• [ACTION ITEM]
From the first line of the entries down to the line with "79L264 53L600 161L598", write out every line exactly; that last line counts, but pictures do not.
*** Opening GIVEN INFORMATION ***
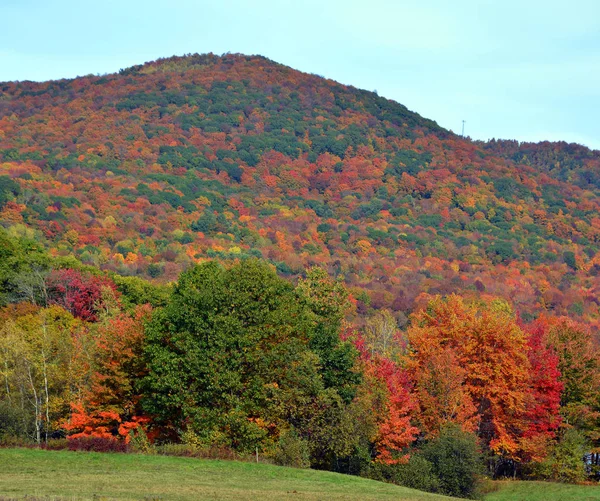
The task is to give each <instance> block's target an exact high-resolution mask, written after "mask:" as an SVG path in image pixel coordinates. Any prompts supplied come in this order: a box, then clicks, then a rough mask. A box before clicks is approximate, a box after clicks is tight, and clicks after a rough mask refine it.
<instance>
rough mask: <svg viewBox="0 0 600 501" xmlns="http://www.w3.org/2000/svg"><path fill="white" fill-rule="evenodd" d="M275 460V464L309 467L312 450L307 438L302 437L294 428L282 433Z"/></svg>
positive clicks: (278, 445)
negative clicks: (295, 431)
mask: <svg viewBox="0 0 600 501" xmlns="http://www.w3.org/2000/svg"><path fill="white" fill-rule="evenodd" d="M273 460H274V461H275V464H278V465H281V466H293V467H294V468H308V467H309V466H310V451H309V448H308V444H307V443H306V440H303V439H302V438H300V437H299V436H298V434H297V433H295V432H294V430H290V431H288V432H286V433H284V434H282V435H281V437H280V438H279V442H278V443H277V449H276V450H275V453H274V455H273Z"/></svg>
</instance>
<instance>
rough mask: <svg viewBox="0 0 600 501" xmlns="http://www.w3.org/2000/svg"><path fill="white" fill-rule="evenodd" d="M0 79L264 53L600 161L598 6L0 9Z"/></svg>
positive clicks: (134, 0)
mask: <svg viewBox="0 0 600 501" xmlns="http://www.w3.org/2000/svg"><path fill="white" fill-rule="evenodd" d="M0 19H1V20H2V28H1V29H0V81H5V80H47V79H56V78H62V77H74V76H77V75H85V74H89V73H94V74H102V73H110V72H114V71H118V70H119V69H120V68H124V67H127V66H131V65H134V64H139V63H142V62H145V61H149V60H154V59H157V58H159V57H167V56H171V55H174V54H177V55H181V54H185V53H193V52H200V53H202V52H214V53H217V54H221V53H223V52H242V53H246V54H262V55H265V56H267V57H269V58H271V59H274V60H275V61H277V62H280V63H283V64H286V65H288V66H292V67H293V68H297V69H300V70H303V71H307V72H311V73H317V74H320V75H324V76H326V77H329V78H332V79H334V80H338V81H339V82H342V83H345V84H351V85H354V86H356V87H360V88H365V89H368V90H374V89H377V91H378V92H379V94H380V95H382V96H385V97H388V98H390V99H394V100H396V101H398V102H400V103H402V104H405V105H406V106H408V107H409V108H410V109H412V110H414V111H416V112H418V113H420V114H421V115H423V116H426V117H427V118H431V119H433V120H436V121H437V122H438V123H439V124H440V125H442V126H444V127H447V128H449V129H452V130H454V131H455V132H460V127H461V121H462V120H463V119H464V120H466V121H467V123H466V129H465V132H466V134H467V135H470V136H471V137H473V138H477V139H488V138H492V137H496V138H511V139H519V140H522V141H538V140H543V139H548V140H566V141H569V142H578V143H581V144H585V145H587V146H590V147H593V148H596V149H600V0H570V1H564V0H560V1H559V0H521V1H517V0H479V1H476V0H454V1H449V0H448V1H446V0H421V1H412V0H410V1H402V0H397V1H393V0H368V1H353V0H329V1H328V0H302V1H299V0H297V1H289V0H279V1H276V0H252V1H242V0H222V1H219V0H214V1H210V2H209V1H205V0H197V1H193V0H170V1H162V0H144V1H138V0H132V1H128V0H121V1H114V0H95V1H92V0H44V1H42V0H0Z"/></svg>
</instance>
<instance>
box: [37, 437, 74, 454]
mask: <svg viewBox="0 0 600 501" xmlns="http://www.w3.org/2000/svg"><path fill="white" fill-rule="evenodd" d="M41 448H42V449H45V450H47V451H66V450H68V449H69V439H67V438H55V439H51V440H48V442H46V443H43V444H41Z"/></svg>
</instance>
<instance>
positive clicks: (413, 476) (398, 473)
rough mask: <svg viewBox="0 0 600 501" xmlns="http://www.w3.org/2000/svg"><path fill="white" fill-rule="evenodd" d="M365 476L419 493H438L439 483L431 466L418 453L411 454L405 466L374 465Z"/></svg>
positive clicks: (438, 490)
mask: <svg viewBox="0 0 600 501" xmlns="http://www.w3.org/2000/svg"><path fill="white" fill-rule="evenodd" d="M367 476H368V477H370V478H372V479H374V480H379V481H384V482H391V483H393V484H397V485H402V486H404V487H410V488H411V489H418V490H420V491H427V492H440V481H439V479H438V478H437V476H436V475H435V473H434V471H433V465H432V464H431V463H430V462H429V461H428V460H427V459H425V458H424V457H423V456H422V455H421V454H420V453H418V452H417V453H415V454H412V455H411V457H410V460H409V461H408V463H405V464H393V465H384V464H380V463H374V464H373V465H372V466H371V468H370V469H369V471H368V474H367Z"/></svg>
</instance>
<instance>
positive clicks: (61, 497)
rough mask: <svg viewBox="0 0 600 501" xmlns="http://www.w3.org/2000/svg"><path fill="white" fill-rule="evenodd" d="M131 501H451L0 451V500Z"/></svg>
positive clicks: (106, 455) (18, 452) (172, 463)
mask: <svg viewBox="0 0 600 501" xmlns="http://www.w3.org/2000/svg"><path fill="white" fill-rule="evenodd" d="M26 495H27V496H36V497H44V496H50V497H59V498H63V499H65V498H66V499H95V500H97V501H99V500H100V499H119V500H121V499H131V500H144V499H145V500H148V501H150V500H156V499H160V500H165V501H166V500H175V499H177V500H194V501H197V500H235V501H239V500H253V501H254V500H260V501H270V500H295V501H316V500H326V501H334V500H342V499H343V500H348V501H353V500H356V501H358V500H373V501H378V500H388V499H389V500H392V499H393V500H395V501H442V500H444V499H445V500H451V499H454V498H448V497H444V496H436V495H434V494H427V493H423V492H420V491H415V490H412V489H406V488H403V487H398V486H395V485H389V484H384V483H381V482H375V481H372V480H366V479H363V478H358V477H352V476H348V475H339V474H336V473H330V472H322V471H314V470H298V469H293V468H282V467H277V466H271V465H265V464H253V463H243V462H235V461H216V460H200V459H189V458H177V457H165V456H143V455H136V454H99V453H91V452H67V451H42V450H31V449H0V497H1V496H5V497H12V498H23V497H24V496H26Z"/></svg>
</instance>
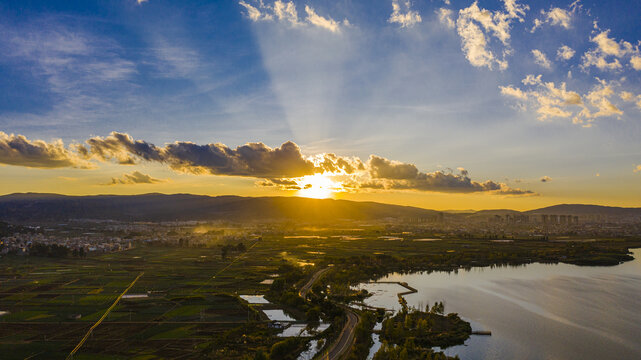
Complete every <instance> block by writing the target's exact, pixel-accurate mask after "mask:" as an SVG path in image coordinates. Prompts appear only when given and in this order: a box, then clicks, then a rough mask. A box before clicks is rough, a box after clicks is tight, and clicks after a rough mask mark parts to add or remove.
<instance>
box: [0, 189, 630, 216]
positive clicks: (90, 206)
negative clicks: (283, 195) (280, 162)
mask: <svg viewBox="0 0 641 360" xmlns="http://www.w3.org/2000/svg"><path fill="white" fill-rule="evenodd" d="M516 214H527V215H543V214H546V215H574V216H581V217H587V218H590V217H617V218H621V219H635V220H639V219H641V208H621V207H611V206H599V205H577V204H562V205H554V206H549V207H545V208H541V209H535V210H529V211H525V212H519V211H515V210H508V209H499V210H481V211H476V212H468V211H462V212H449V213H448V212H439V211H435V210H428V209H422V208H417V207H410V206H399V205H390V204H381V203H375V202H358V201H349V200H333V199H308V198H299V197H241V196H215V197H213V196H204V195H190V194H174V195H165V194H155V193H154V194H144V195H95V196H66V195H58V194H38V193H21V194H11V195H4V196H0V221H7V222H11V223H29V222H64V221H68V220H70V219H100V220H123V221H173V220H181V221H185V220H234V221H251V220H295V221H314V222H327V221H335V220H340V219H346V220H378V219H385V218H396V219H417V218H422V219H433V220H436V219H443V215H445V219H452V220H453V219H458V220H461V221H465V219H468V220H472V221H485V220H487V219H489V218H493V217H495V216H497V215H498V216H505V215H512V216H513V215H516Z"/></svg>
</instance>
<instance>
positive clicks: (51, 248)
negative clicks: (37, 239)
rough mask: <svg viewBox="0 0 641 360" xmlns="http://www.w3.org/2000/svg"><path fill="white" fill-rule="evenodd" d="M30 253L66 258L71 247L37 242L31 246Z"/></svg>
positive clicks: (32, 255) (68, 253)
mask: <svg viewBox="0 0 641 360" xmlns="http://www.w3.org/2000/svg"><path fill="white" fill-rule="evenodd" d="M82 252H83V254H84V249H83V250H82ZM29 255H31V256H46V257H55V258H65V257H67V256H68V255H69V248H68V247H66V246H62V245H57V244H50V245H47V244H42V243H35V244H33V245H31V247H30V248H29Z"/></svg>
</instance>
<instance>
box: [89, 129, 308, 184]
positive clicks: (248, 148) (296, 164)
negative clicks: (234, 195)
mask: <svg viewBox="0 0 641 360" xmlns="http://www.w3.org/2000/svg"><path fill="white" fill-rule="evenodd" d="M80 151H81V152H82V153H83V155H84V156H85V157H87V158H92V157H94V158H98V159H100V160H109V159H115V160H117V161H118V162H119V163H121V164H132V163H135V162H136V161H141V160H142V161H156V162H161V163H165V164H168V165H169V166H170V167H171V168H172V169H174V170H176V171H180V172H185V173H192V174H212V175H234V176H249V177H265V178H283V177H299V176H304V175H310V174H314V173H315V172H316V167H315V165H314V163H313V162H312V161H310V160H307V159H306V158H304V157H303V155H302V153H301V151H300V148H299V147H298V145H296V144H294V143H293V142H291V141H288V142H286V143H284V144H282V145H281V146H280V147H277V148H270V147H269V146H267V145H265V144H263V143H248V144H245V145H242V146H239V147H237V148H236V149H232V148H229V147H228V146H226V145H224V144H206V145H198V144H194V143H191V142H174V143H171V144H167V145H165V146H164V147H157V146H156V145H154V144H150V143H148V142H145V141H142V140H134V139H133V138H132V137H131V136H129V135H128V134H123V133H117V132H113V133H111V135H109V136H107V137H106V138H101V137H95V138H92V139H89V140H87V148H82V149H81V150H80Z"/></svg>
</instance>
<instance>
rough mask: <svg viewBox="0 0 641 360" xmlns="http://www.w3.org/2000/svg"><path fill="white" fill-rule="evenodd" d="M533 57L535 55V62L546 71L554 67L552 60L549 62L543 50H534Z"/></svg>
mask: <svg viewBox="0 0 641 360" xmlns="http://www.w3.org/2000/svg"><path fill="white" fill-rule="evenodd" d="M532 55H534V62H535V63H536V64H538V65H540V66H542V67H544V68H546V69H550V68H551V67H552V63H551V62H550V60H548V58H547V56H545V54H544V53H543V52H541V50H538V49H534V50H532Z"/></svg>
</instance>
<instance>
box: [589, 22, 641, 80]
mask: <svg viewBox="0 0 641 360" xmlns="http://www.w3.org/2000/svg"><path fill="white" fill-rule="evenodd" d="M609 34H610V30H605V31H601V32H600V33H598V34H597V35H595V36H594V37H592V38H590V41H592V42H593V43H595V44H596V47H595V48H593V49H592V50H589V51H587V52H586V53H585V54H583V62H582V64H581V68H583V70H586V69H587V68H589V67H590V66H594V67H596V68H597V69H599V70H602V71H603V70H619V69H621V68H622V67H623V66H622V65H621V62H620V61H619V59H620V58H623V57H625V56H627V55H631V54H635V53H637V50H634V49H633V47H632V44H630V43H629V42H627V41H624V40H621V41H618V42H617V41H616V40H615V39H612V38H610V37H609ZM635 56H636V54H635ZM633 58H634V57H633ZM635 62H636V61H635ZM630 63H631V64H632V66H633V67H635V66H634V62H633V61H632V60H631V61H630ZM639 65H641V64H639ZM640 67H641V66H640ZM635 69H636V68H635Z"/></svg>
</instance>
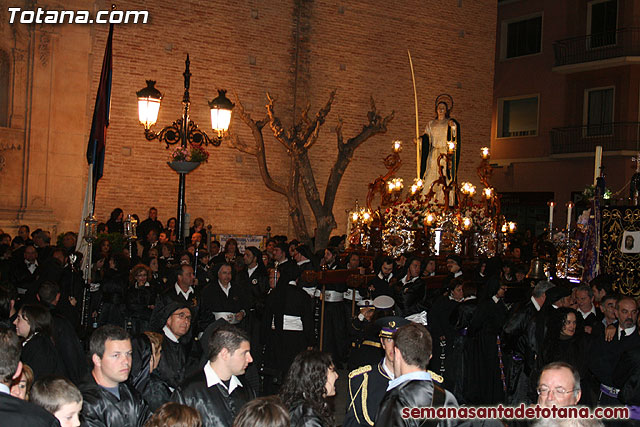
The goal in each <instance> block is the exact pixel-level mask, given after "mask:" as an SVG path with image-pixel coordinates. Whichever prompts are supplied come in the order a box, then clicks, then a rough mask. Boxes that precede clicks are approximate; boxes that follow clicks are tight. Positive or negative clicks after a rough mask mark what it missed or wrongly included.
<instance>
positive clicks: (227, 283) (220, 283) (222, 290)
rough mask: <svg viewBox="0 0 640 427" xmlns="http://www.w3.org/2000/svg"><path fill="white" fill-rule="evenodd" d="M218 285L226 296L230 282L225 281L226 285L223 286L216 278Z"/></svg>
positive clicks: (227, 291) (230, 282)
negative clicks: (227, 282)
mask: <svg viewBox="0 0 640 427" xmlns="http://www.w3.org/2000/svg"><path fill="white" fill-rule="evenodd" d="M218 286H220V289H222V292H224V294H225V295H226V296H229V291H230V290H231V282H229V283H227V287H226V288H225V287H224V286H222V283H220V280H218Z"/></svg>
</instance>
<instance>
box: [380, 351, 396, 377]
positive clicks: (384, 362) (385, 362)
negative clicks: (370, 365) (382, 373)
mask: <svg viewBox="0 0 640 427" xmlns="http://www.w3.org/2000/svg"><path fill="white" fill-rule="evenodd" d="M382 369H384V372H385V374H387V375H388V376H389V378H391V379H394V378H395V377H396V375H395V374H394V373H393V371H390V370H389V368H388V367H387V356H385V357H384V359H382Z"/></svg>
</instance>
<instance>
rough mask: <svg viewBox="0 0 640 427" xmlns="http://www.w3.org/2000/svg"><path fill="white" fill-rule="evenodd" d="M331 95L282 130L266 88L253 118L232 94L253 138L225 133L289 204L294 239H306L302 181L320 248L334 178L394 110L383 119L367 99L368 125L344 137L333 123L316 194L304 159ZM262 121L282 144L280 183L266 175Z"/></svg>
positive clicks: (328, 228)
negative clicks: (282, 158) (235, 100)
mask: <svg viewBox="0 0 640 427" xmlns="http://www.w3.org/2000/svg"><path fill="white" fill-rule="evenodd" d="M335 96H336V91H335V90H334V91H332V92H331V94H330V95H329V99H328V101H327V102H326V104H325V105H324V106H323V107H322V108H321V109H320V110H319V111H318V113H317V114H316V116H315V118H314V119H313V120H311V119H310V118H309V108H310V107H309V105H307V107H306V108H305V109H304V111H302V114H301V116H300V120H298V121H297V122H296V123H294V124H293V125H292V126H291V127H289V128H288V129H285V128H284V127H283V125H282V122H281V120H280V119H279V118H278V117H277V116H276V114H275V111H274V102H275V100H274V99H273V98H272V97H271V95H269V93H267V99H268V101H269V102H268V103H267V106H266V109H267V114H266V116H265V117H264V118H263V119H261V120H257V121H256V120H254V119H252V118H251V116H250V115H249V113H247V112H246V111H245V109H244V106H243V105H242V102H240V99H238V96H237V95H236V100H237V102H236V111H237V112H238V115H239V116H240V118H241V119H242V121H243V122H244V123H245V124H246V125H247V126H248V127H249V129H251V133H252V135H253V139H254V143H253V144H250V143H245V142H243V141H241V140H240V138H239V137H238V135H237V134H233V135H232V136H231V146H232V147H234V148H236V149H238V150H240V151H242V152H244V153H247V154H250V155H252V156H255V157H256V159H257V160H258V166H259V168H260V174H261V176H262V180H263V181H264V183H265V185H266V186H267V188H269V189H270V190H272V191H275V192H276V193H280V194H282V195H284V196H286V198H287V202H288V203H289V215H290V216H291V220H292V222H293V227H294V229H295V232H296V235H297V237H298V239H299V240H300V241H302V242H304V243H308V244H310V242H311V234H310V233H309V229H308V226H307V221H306V219H305V216H304V212H303V210H302V205H301V199H300V191H299V186H300V182H302V188H303V189H304V194H305V197H306V200H307V203H309V206H310V208H311V211H312V212H313V215H314V217H315V219H316V229H315V247H316V248H323V247H326V245H327V243H328V241H329V236H330V235H331V231H332V230H333V229H335V228H336V227H337V224H336V220H335V217H334V216H333V204H334V202H335V198H336V193H337V191H338V187H339V186H340V181H341V180H342V176H343V175H344V172H345V171H346V169H347V167H348V166H349V163H350V162H351V159H352V157H353V153H354V151H355V150H356V148H358V147H359V146H360V145H361V144H362V143H364V142H365V141H366V140H367V139H369V138H371V137H372V136H374V135H377V134H379V133H385V132H386V131H387V124H388V123H389V122H390V121H391V120H392V119H393V116H394V112H393V111H392V112H391V114H389V115H388V116H386V117H384V118H383V117H382V116H381V115H380V114H379V113H378V111H377V110H376V106H375V103H374V101H373V98H371V108H370V110H369V112H368V113H367V119H368V124H366V125H364V126H363V127H362V130H361V131H360V133H358V134H357V135H355V136H354V137H352V138H348V139H347V140H345V139H344V137H343V135H342V119H338V125H337V126H336V127H335V133H336V139H337V143H338V156H337V158H336V160H335V162H334V164H333V166H332V168H331V172H330V174H329V178H328V180H327V185H326V188H325V191H324V199H322V197H321V196H320V191H319V190H318V185H317V183H316V179H315V176H314V174H313V168H312V167H311V161H310V160H309V149H310V148H311V147H312V146H313V145H314V144H315V143H316V141H317V140H318V135H319V132H320V127H321V126H322V125H323V124H324V122H325V119H326V117H327V115H328V114H329V112H330V111H331V106H332V104H333V101H334V99H335ZM267 124H268V125H269V127H270V128H271V131H272V132H273V136H274V137H275V138H276V139H277V140H278V141H279V142H280V143H281V144H282V145H283V146H284V147H285V149H286V150H287V153H288V155H289V159H290V163H289V173H288V180H287V182H286V184H285V183H279V182H276V181H275V180H274V179H273V178H272V177H271V174H270V173H269V169H268V167H267V158H266V152H265V145H264V135H263V133H262V130H263V128H264V127H265V126H266V125H267Z"/></svg>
*** Closing GIVEN INFORMATION ***
• [SOLUTION TO THIS PROBLEM]
The task is to give each <instance> block's target an exact high-resolution mask, written after "mask:" as an SVG path in image pixel coordinates. Any prompts supplied come in this order: a box, then clicks, then a rough mask. A box before clicks is approximate, a box after clicks is tight, and clicks after a rough mask refine it.
<instance>
rough mask: <svg viewBox="0 0 600 501" xmlns="http://www.w3.org/2000/svg"><path fill="white" fill-rule="evenodd" d="M275 460V464L309 467L312 450L307 438L302 437L294 428L282 433Z"/></svg>
positive clicks: (278, 445)
negative clicks: (295, 431)
mask: <svg viewBox="0 0 600 501" xmlns="http://www.w3.org/2000/svg"><path fill="white" fill-rule="evenodd" d="M273 460H274V461H275V464H278V465H281V466H293V467H294V468H308V467H309V466H310V451H309V448H308V444H307V443H306V440H303V439H302V438H300V437H299V436H298V434H297V433H295V432H294V430H290V431H288V432H286V433H284V434H282V435H281V437H280V438H279V442H278V443H277V449H276V450H275V453H274V455H273Z"/></svg>
</instance>
<instance>
rough mask: <svg viewBox="0 0 600 501" xmlns="http://www.w3.org/2000/svg"><path fill="white" fill-rule="evenodd" d="M0 79L264 53L600 161L598 6L0 9Z"/></svg>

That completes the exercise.